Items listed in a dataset

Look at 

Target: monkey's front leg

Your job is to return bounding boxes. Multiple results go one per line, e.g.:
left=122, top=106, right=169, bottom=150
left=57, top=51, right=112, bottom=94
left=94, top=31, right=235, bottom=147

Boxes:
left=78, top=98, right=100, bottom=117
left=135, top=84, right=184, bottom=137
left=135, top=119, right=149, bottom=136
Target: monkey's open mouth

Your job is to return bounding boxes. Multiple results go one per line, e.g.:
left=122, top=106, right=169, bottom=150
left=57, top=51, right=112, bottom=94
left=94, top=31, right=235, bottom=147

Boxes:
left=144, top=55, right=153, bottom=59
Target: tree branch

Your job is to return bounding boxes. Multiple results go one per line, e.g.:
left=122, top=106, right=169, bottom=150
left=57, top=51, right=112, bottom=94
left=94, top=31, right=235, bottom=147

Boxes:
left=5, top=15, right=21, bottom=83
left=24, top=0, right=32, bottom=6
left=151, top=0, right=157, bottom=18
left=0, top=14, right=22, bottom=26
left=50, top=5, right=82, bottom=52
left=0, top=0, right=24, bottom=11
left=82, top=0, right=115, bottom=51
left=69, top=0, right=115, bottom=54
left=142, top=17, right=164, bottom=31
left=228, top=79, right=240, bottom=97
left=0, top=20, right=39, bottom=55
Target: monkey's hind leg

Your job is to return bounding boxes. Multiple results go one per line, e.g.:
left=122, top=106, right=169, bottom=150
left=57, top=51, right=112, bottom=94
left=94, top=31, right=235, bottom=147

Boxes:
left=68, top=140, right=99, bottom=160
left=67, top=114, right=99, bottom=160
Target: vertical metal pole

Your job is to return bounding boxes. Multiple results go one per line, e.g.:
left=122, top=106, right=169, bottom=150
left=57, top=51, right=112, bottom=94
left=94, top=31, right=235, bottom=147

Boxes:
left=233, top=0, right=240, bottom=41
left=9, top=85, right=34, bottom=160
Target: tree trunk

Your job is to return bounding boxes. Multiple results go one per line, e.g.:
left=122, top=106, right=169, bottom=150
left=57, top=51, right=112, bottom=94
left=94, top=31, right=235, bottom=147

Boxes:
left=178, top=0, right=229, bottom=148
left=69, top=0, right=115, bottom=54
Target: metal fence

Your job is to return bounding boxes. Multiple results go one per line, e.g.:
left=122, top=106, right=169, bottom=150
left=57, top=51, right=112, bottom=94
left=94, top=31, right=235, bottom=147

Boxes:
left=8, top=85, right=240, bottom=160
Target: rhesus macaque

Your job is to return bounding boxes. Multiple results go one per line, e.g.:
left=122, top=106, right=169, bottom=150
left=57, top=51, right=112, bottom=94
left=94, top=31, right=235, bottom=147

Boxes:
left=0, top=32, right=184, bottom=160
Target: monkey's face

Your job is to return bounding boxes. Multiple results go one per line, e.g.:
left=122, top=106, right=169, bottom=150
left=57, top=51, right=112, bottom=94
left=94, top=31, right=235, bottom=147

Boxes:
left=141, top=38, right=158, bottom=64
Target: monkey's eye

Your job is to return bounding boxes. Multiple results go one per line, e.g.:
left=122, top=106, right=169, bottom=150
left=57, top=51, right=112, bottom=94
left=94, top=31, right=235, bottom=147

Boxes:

THE PROBLEM: Each line in the entries above that includes the string "metal" should be extracted.

RESPONSE TO THIS EXERCISE:
Target: vertical metal pole
Target: metal fence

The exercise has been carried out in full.